Written task:
Each entry below is to be transcribed exactly.

Data for processing:
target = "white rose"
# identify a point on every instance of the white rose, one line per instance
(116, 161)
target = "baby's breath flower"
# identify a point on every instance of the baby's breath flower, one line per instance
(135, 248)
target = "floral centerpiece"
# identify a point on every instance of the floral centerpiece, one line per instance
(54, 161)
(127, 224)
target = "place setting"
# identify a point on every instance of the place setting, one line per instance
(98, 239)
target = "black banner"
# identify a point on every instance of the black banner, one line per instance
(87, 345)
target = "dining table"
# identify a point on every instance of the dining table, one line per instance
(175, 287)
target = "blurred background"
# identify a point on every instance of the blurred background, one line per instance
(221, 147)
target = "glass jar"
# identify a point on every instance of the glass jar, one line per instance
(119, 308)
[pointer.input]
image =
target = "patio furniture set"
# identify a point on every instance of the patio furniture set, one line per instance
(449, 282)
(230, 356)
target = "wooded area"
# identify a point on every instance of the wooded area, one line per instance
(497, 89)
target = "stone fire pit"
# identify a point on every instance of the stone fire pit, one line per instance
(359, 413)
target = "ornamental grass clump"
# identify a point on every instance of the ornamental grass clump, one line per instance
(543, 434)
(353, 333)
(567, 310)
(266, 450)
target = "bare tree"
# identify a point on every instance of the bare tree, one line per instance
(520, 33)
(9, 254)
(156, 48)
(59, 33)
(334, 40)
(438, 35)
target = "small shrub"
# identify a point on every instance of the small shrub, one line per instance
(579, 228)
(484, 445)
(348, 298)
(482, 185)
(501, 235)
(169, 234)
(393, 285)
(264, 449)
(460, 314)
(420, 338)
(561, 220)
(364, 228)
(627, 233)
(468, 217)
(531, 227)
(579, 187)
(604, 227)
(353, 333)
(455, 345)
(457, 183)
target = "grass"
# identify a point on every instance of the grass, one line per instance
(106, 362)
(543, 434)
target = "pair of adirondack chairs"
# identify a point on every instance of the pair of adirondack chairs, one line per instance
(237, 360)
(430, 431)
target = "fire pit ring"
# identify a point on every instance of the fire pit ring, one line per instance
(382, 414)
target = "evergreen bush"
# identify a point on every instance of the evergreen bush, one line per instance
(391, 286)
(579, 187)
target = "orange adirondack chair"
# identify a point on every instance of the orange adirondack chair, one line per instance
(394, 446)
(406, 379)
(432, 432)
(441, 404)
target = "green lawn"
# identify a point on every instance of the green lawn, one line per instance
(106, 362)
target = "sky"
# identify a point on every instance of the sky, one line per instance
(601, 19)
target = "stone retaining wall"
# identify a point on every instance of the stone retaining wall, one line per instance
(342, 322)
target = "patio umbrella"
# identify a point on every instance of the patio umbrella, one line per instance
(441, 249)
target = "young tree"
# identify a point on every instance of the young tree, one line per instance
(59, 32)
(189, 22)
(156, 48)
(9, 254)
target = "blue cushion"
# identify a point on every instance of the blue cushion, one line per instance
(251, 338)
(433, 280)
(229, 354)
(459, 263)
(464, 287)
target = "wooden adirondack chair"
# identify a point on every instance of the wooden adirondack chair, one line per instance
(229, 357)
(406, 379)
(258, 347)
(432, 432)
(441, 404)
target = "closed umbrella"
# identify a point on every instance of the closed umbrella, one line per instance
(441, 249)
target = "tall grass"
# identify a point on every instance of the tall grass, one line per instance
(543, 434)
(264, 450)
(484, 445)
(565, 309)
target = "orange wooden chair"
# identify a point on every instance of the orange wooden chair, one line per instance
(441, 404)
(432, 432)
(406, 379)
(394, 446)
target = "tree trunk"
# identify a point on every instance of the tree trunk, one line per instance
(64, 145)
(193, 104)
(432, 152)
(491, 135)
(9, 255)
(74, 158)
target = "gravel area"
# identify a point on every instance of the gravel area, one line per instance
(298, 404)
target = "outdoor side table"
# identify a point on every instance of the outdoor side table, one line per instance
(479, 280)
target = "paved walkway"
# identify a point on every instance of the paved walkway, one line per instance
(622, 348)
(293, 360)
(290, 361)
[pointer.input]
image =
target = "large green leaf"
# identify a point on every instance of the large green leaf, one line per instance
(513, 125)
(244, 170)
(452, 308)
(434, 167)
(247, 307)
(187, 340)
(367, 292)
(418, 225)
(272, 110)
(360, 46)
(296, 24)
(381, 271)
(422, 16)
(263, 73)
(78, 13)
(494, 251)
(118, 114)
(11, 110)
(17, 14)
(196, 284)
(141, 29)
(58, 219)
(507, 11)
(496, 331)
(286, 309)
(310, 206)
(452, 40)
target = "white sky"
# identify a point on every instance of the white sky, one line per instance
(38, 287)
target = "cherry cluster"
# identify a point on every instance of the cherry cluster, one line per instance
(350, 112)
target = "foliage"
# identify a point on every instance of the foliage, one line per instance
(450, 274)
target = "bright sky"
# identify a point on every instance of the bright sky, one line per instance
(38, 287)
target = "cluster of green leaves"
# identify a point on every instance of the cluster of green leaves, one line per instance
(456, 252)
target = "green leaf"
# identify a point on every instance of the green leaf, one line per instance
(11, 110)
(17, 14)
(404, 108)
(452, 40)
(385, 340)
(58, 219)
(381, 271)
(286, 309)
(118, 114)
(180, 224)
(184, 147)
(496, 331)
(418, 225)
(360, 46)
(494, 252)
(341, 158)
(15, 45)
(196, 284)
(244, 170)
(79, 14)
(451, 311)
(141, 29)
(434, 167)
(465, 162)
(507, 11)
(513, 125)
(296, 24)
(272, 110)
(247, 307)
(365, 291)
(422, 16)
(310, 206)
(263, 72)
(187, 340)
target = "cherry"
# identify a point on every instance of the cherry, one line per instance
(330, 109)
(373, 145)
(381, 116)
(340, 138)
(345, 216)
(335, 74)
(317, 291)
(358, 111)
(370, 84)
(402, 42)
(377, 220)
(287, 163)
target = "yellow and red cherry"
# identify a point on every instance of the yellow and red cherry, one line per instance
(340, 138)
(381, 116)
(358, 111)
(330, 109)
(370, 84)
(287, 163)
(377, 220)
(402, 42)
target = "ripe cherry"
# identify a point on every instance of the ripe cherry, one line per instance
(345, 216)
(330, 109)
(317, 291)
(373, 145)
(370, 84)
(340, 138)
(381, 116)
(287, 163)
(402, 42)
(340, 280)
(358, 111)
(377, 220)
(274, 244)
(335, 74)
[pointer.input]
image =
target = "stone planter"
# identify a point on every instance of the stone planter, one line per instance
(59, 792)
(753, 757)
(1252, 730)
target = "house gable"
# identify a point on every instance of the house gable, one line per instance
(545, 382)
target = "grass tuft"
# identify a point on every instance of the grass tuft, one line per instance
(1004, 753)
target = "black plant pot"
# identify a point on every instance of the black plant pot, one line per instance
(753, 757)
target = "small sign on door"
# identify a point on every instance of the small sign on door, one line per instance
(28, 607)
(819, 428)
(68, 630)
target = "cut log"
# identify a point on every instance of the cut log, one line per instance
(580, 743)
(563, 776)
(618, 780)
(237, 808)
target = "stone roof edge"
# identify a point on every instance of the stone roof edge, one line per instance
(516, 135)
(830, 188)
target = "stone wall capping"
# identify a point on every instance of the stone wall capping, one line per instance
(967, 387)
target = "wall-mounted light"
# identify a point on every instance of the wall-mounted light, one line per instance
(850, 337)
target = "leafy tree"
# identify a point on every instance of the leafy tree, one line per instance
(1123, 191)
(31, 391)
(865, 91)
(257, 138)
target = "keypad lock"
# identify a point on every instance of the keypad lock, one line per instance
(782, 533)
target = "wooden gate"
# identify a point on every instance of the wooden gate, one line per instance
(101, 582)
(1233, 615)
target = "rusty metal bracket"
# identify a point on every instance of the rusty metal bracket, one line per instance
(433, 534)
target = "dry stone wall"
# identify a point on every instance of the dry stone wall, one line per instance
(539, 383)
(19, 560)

Output of the exercise:
target = "white rose"
# identify a point on every instance of the white rose, one line per instance
(116, 161)
target = "baby's breath flower"
# identify a point on every instance of the baby's breath flower, one line per instance
(135, 248)
target = "floral centerpiece"
# identify a point on every instance of the floral centerpiece, one line per instance
(54, 161)
(127, 224)
target = "place setting"
# identify a point on every instance of the place setting, one line per instance
(98, 239)
target = "black banner"
# identify a point on every instance of the black banner, one line per instance
(87, 345)
target = "dining table"
# identify a point on every instance of the dining table, one line per instance
(175, 287)
target = "blurred background"
# identify a point on every instance of the blurred background, one line per instance
(221, 147)
target = "glass jar"
# identify a point on every instance of the glass jar, one line per instance
(119, 308)
[pointer.input]
image =
target = "patio furniture set"
# identify a point on every instance of the patio furniture set, one line per instance
(449, 282)
(230, 356)
target = "wooded area"
# identify a point on every instance of the wooded area, one line per instance
(497, 89)
target = "stone fire pit"
# identify a point on every instance of the stone fire pit, one line per instance
(359, 413)
target = "ornamental grass clump"
# identify a point on every instance of the ornamental grass clump, one line per instance
(543, 434)
(353, 333)
(567, 310)
(266, 450)
target = "bare tree"
# identify a point on every instance of the bare tree, one line per instance
(520, 33)
(9, 254)
(156, 48)
(59, 33)
(334, 40)
(438, 35)
target = "small shrub"
# identify a point on every instance of the small shrub, one line per instance
(579, 228)
(484, 445)
(348, 298)
(482, 185)
(501, 235)
(169, 234)
(393, 285)
(264, 449)
(460, 314)
(420, 338)
(561, 220)
(364, 228)
(627, 233)
(468, 217)
(531, 227)
(579, 187)
(604, 227)
(353, 333)
(455, 345)
(457, 183)
target = "grass"
# identify a point on every instance of the grass, one line per instance
(106, 362)
(543, 434)
target = "pair of adirondack chairs"
# identify a point on every instance of the pair of adirondack chairs, one line per instance
(237, 360)
(430, 431)
target = "fire pit ring"
# identify a point on every instance of the fire pit ring, one line per instance
(382, 414)
target = "evergreen bush"
# identify a point on every instance of the evergreen bush, one line per instance
(391, 286)
(579, 187)
target = "orange adirondack chair"
# identify a point on every instance of the orange adirondack chair, one line per instance
(394, 446)
(406, 379)
(432, 432)
(441, 404)
target = "green lawn"
# identify a point on every instance of the green lawn, one line per instance
(106, 362)
target = "sky"
# identify a point on every instance of the sky, one line per instance
(601, 19)
target = "stone retaining wall"
# identify a point on every instance of the stone retaining wall, one line per instance
(342, 322)
target = "patio umbrella"
# identify a point on every instance of the patio umbrella, one line per instance
(441, 249)
target = "young tree"
# identify a point on every instance of the young tree, one line per instance
(59, 32)
(189, 22)
(156, 48)
(9, 254)
target = "blue cushion"
# identify a point on every instance of the blue cushion, one line per instance
(251, 338)
(433, 280)
(229, 354)
(459, 263)
(464, 287)
target = "wooden adirondack chair"
# identify a point on every instance of the wooden adirondack chair, one line per instance
(229, 357)
(406, 379)
(258, 347)
(432, 432)
(441, 404)
target = "closed umbrella"
# identify a point on every instance of the closed umbrella, one line per instance
(441, 249)
target = "tall grass"
# identify a point on every instance of the tall grass, one line per instance
(543, 434)
(264, 450)
(484, 445)
(565, 309)
target = "orange wooden chair"
# identify a point on every instance of the orange wooden chair, one line per instance
(441, 404)
(432, 432)
(406, 379)
(394, 446)
target = "tree trunk"
# identify a point on every instance of the tree trunk, one line per instance
(64, 145)
(193, 104)
(432, 152)
(491, 135)
(9, 255)
(74, 158)
target = "gravel area"
# identify a point on every instance of the gravel area, one line per instance
(298, 404)
target = "outdoor side table"
# identify a point on every instance of the outdoor side table, one line per instance
(479, 280)
target = "paved walkway"
# identify a point on every instance of the paved walkway, one line per instance
(622, 348)
(293, 360)
(290, 361)
[pointer.input]
image =
target = "large green leaf"
# identify a point on every instance of the large green leaf, one line per instance
(513, 125)
(244, 170)
(452, 308)
(434, 167)
(247, 307)
(187, 340)
(367, 292)
(418, 225)
(272, 110)
(360, 46)
(296, 24)
(381, 271)
(422, 16)
(263, 73)
(78, 13)
(494, 251)
(118, 114)
(11, 110)
(17, 14)
(196, 284)
(141, 29)
(58, 219)
(507, 11)
(496, 331)
(286, 309)
(310, 206)
(452, 40)
target = "white sky"
# identify a point on every instance of the white sky, one line per instance
(38, 287)
target = "cherry cluster"
# identify a point on every instance of the cherry cluster, one line per instance
(350, 112)
target = "foliage"
# identify a point on every instance of the foliage, one line per instance
(450, 274)
target = "bright sky"
# identify a point on every instance of the bright sky, one line per instance
(38, 287)
target = "cluster of green leaves"
# identify a point on every instance of the cluster of green leaves, one line per instance
(456, 252)
target = "green leaf"
# identify a point on every instance of the green leaf, one line per instance
(11, 110)
(17, 14)
(404, 108)
(452, 40)
(385, 340)
(58, 219)
(381, 271)
(286, 309)
(118, 114)
(180, 224)
(184, 147)
(496, 331)
(418, 225)
(360, 46)
(494, 252)
(341, 158)
(15, 45)
(196, 284)
(244, 170)
(79, 14)
(451, 311)
(141, 29)
(434, 167)
(465, 162)
(507, 11)
(513, 125)
(296, 24)
(272, 110)
(247, 307)
(365, 291)
(422, 16)
(310, 206)
(263, 72)
(187, 340)
target = "cherry"
# identify a point on every instance of the cherry, one line per instance
(330, 109)
(373, 145)
(381, 116)
(340, 138)
(345, 216)
(335, 74)
(317, 291)
(358, 111)
(370, 84)
(402, 42)
(377, 220)
(287, 163)
target = "yellow and red cherry"
# identify a point on every instance of the yellow and red cherry, one line per instance
(340, 138)
(381, 116)
(358, 111)
(330, 109)
(370, 84)
(287, 163)
(377, 220)
(402, 42)
target = "ripe cherry"
# identify a point on every instance of the ripe cherry, one line per instance
(345, 216)
(330, 109)
(317, 291)
(373, 145)
(370, 84)
(340, 138)
(381, 116)
(287, 163)
(402, 42)
(340, 280)
(358, 111)
(377, 220)
(274, 244)
(335, 74)
[pointer.input]
image =
target = "stone planter"
# identify a point on every instance of the stone planter, one line per instance
(59, 792)
(753, 757)
(1252, 730)
target = "house gable"
# identify a point on every instance of the house gable, one line per instance
(545, 382)
target = "grass tuft"
# identify a point on every instance of the grass tuft, one line per instance
(1004, 753)
target = "black plant pot"
# identify a point on every instance of the black plant pot, one line per instance
(753, 757)
target = "small sign on door"
# identify a point on every instance of the small sign on door, one line per instance
(28, 607)
(819, 428)
(68, 630)
target = "cut log"
# identify a point on every instance of the cut log, one line per instance
(580, 743)
(563, 776)
(618, 780)
(237, 808)
target = "stone roof edge"
# identify a point on every instance of the stone roof edge, one line per instance
(516, 135)
(830, 188)
target = "stone wall capping"
# identify a point on every instance of the stone wall capping, one line per instance
(967, 387)
target = "wall-mounted light"
# identify a point on every instance of the wall-mounted light, one line per instance
(850, 337)
target = "leafy tree"
# identify a point on every instance of the leafy tree, one line per instance
(1123, 191)
(31, 391)
(865, 91)
(257, 138)
target = "keypad lock"
# identify a point on every instance of the keypad lock, one line per instance
(782, 533)
target = "wooden gate"
# identify a point on every instance of the wooden gate, one line per instance
(101, 582)
(1233, 615)
target = "rusty metal bracket"
# identify a point on every instance of the rusty metal bracket, one line per instance
(433, 534)
target = "dry stone wall"
# identify a point on every instance of the dry stone wall, one line per instance
(539, 383)
(19, 560)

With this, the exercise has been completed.